- [Soal yang diberikan]
Laporkan setiap baris dalam item di bawah yang memuat kata "black". Tulis ulang baris-baris itu secara lengkap.

++++

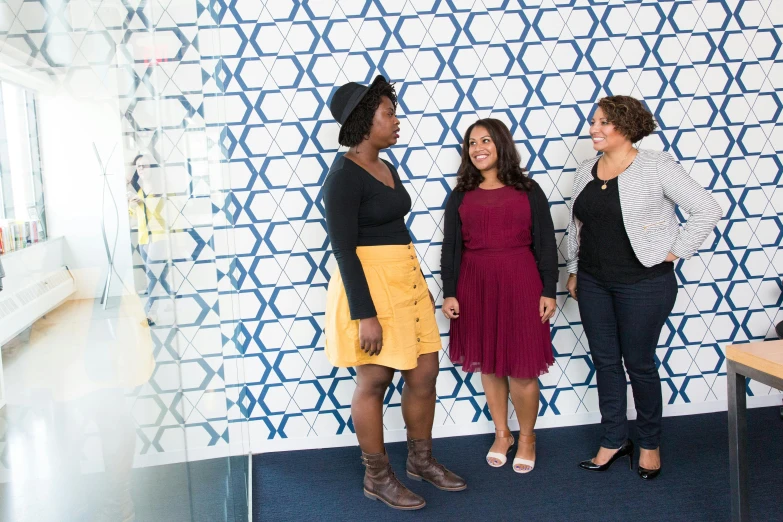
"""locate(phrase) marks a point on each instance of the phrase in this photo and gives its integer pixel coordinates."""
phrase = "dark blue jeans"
(622, 323)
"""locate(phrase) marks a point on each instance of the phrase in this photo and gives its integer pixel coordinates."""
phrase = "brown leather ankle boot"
(380, 483)
(422, 465)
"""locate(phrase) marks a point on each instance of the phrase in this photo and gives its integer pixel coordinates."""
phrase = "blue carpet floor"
(693, 486)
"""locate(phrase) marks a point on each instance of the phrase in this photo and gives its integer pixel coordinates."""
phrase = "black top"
(362, 211)
(544, 244)
(605, 252)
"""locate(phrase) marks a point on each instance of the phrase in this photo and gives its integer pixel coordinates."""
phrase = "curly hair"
(629, 116)
(357, 127)
(510, 172)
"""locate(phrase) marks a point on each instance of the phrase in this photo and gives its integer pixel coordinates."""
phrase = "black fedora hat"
(348, 96)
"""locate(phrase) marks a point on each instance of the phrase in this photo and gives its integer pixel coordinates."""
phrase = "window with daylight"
(21, 181)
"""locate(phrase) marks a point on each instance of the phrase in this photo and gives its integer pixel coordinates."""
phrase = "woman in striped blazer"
(623, 240)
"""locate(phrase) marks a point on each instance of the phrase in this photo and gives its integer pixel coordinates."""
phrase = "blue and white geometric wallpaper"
(230, 98)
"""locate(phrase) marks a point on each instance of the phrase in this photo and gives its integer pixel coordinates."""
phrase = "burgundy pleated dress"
(499, 330)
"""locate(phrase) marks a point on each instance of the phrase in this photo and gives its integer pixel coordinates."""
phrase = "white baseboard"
(478, 428)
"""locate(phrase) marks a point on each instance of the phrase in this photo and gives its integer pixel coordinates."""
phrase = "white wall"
(73, 187)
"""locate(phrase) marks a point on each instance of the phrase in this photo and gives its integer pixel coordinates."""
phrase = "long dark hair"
(510, 172)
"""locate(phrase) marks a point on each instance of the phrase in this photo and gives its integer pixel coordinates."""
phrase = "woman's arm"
(572, 230)
(342, 197)
(447, 248)
(547, 258)
(703, 210)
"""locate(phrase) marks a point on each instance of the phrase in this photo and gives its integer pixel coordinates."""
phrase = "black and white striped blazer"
(650, 189)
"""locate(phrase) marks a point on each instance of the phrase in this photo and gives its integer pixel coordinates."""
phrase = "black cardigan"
(544, 243)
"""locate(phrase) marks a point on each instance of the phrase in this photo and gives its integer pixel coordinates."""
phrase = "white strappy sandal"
(525, 465)
(495, 459)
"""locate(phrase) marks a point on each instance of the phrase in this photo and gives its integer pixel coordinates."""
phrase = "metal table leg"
(738, 469)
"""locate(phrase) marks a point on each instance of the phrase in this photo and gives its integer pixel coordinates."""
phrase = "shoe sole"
(373, 496)
(422, 479)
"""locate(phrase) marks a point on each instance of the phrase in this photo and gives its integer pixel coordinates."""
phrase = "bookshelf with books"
(19, 234)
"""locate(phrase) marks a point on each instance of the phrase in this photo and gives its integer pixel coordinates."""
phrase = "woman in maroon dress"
(499, 272)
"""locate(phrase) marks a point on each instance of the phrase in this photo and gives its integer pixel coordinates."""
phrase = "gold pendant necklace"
(617, 173)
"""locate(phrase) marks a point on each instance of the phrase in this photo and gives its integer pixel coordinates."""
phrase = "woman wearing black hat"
(380, 315)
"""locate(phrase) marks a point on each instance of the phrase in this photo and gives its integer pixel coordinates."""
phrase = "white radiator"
(20, 308)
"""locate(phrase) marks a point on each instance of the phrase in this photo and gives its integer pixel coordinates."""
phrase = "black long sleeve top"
(605, 250)
(362, 211)
(544, 242)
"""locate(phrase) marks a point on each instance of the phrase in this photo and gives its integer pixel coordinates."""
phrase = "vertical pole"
(738, 470)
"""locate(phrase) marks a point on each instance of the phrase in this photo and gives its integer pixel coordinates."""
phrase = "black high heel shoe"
(648, 474)
(625, 450)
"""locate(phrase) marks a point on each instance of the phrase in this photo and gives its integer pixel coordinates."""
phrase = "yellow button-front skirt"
(403, 305)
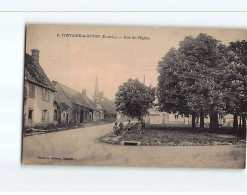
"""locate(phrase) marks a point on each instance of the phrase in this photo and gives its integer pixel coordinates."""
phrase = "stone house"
(38, 93)
(74, 107)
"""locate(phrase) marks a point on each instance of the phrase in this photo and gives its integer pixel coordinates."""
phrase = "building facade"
(38, 93)
(74, 107)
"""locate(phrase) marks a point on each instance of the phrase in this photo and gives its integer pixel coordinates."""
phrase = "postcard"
(134, 96)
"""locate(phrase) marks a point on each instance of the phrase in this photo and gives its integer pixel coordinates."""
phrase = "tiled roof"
(75, 96)
(34, 73)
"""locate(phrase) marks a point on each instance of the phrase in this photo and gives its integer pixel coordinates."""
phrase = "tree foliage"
(134, 98)
(190, 77)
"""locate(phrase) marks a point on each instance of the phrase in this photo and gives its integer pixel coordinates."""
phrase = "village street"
(82, 147)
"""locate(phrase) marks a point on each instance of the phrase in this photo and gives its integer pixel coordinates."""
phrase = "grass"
(183, 136)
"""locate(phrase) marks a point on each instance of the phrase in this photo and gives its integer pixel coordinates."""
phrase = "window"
(45, 116)
(43, 94)
(30, 114)
(55, 115)
(46, 94)
(31, 91)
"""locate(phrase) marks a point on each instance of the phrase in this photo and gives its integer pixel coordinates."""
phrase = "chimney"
(84, 92)
(35, 55)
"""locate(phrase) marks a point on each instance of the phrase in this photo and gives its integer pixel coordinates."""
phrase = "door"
(81, 117)
(30, 118)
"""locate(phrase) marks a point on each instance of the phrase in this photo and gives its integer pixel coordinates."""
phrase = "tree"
(134, 98)
(237, 82)
(190, 78)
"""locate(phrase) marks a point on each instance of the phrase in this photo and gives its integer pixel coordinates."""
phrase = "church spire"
(96, 90)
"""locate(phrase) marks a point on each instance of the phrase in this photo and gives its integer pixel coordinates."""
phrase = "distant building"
(107, 108)
(38, 93)
(74, 107)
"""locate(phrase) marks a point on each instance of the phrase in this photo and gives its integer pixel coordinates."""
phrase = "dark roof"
(35, 74)
(74, 96)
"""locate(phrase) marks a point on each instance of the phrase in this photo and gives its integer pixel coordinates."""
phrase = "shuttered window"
(31, 91)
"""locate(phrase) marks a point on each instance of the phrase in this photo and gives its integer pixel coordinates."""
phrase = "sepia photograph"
(131, 96)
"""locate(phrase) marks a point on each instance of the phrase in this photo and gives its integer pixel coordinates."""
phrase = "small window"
(30, 114)
(31, 91)
(44, 115)
(48, 95)
(55, 115)
(43, 94)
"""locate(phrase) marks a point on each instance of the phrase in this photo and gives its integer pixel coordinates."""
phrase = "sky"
(77, 61)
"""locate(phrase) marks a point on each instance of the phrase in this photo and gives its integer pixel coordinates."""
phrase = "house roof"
(74, 96)
(35, 74)
(109, 106)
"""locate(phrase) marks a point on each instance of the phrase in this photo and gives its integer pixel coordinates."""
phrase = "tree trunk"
(243, 124)
(201, 119)
(193, 120)
(240, 121)
(235, 121)
(214, 121)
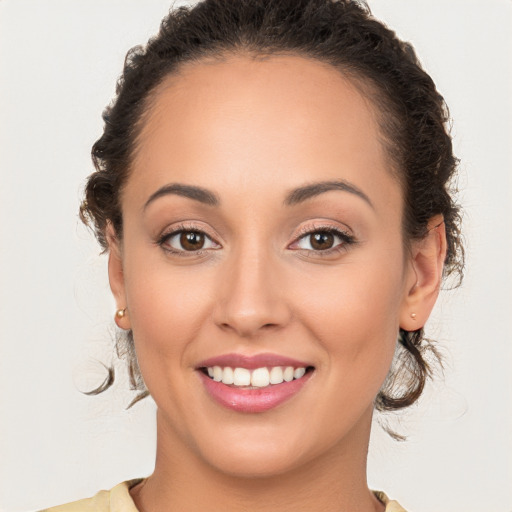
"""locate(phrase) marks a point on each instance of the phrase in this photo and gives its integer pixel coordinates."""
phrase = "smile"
(257, 378)
(253, 384)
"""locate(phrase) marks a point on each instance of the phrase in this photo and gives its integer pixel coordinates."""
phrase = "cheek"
(354, 316)
(167, 308)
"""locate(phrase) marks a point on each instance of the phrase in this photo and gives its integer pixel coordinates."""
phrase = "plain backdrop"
(59, 61)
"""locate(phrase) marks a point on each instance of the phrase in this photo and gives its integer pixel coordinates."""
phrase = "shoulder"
(391, 505)
(115, 500)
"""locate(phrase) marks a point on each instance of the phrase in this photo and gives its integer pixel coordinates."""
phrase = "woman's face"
(262, 229)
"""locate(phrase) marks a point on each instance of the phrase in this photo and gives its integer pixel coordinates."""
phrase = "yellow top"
(118, 499)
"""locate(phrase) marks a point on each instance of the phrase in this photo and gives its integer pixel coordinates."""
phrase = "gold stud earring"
(120, 313)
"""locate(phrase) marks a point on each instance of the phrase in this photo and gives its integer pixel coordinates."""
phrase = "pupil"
(192, 240)
(322, 240)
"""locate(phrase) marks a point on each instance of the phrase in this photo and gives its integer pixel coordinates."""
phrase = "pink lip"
(255, 400)
(252, 362)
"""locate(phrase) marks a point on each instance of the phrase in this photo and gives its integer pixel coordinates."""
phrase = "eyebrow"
(294, 197)
(200, 194)
(306, 192)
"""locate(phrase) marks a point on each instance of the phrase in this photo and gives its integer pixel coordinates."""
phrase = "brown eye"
(322, 240)
(192, 240)
(187, 241)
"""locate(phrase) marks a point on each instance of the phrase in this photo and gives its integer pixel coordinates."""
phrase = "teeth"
(258, 378)
(276, 375)
(241, 377)
(288, 374)
(227, 376)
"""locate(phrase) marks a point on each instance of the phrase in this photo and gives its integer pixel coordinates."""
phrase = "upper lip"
(252, 362)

++++

- [Jawaban]
phrase = "black top"
phrase = "black fedora hat"
phrase = "black and white striped blazer"
phrase = "black cardigan"
phrase = "woman wearing black hat"
phrase = "black long sleeve top"
phrase = "black high heel shoe"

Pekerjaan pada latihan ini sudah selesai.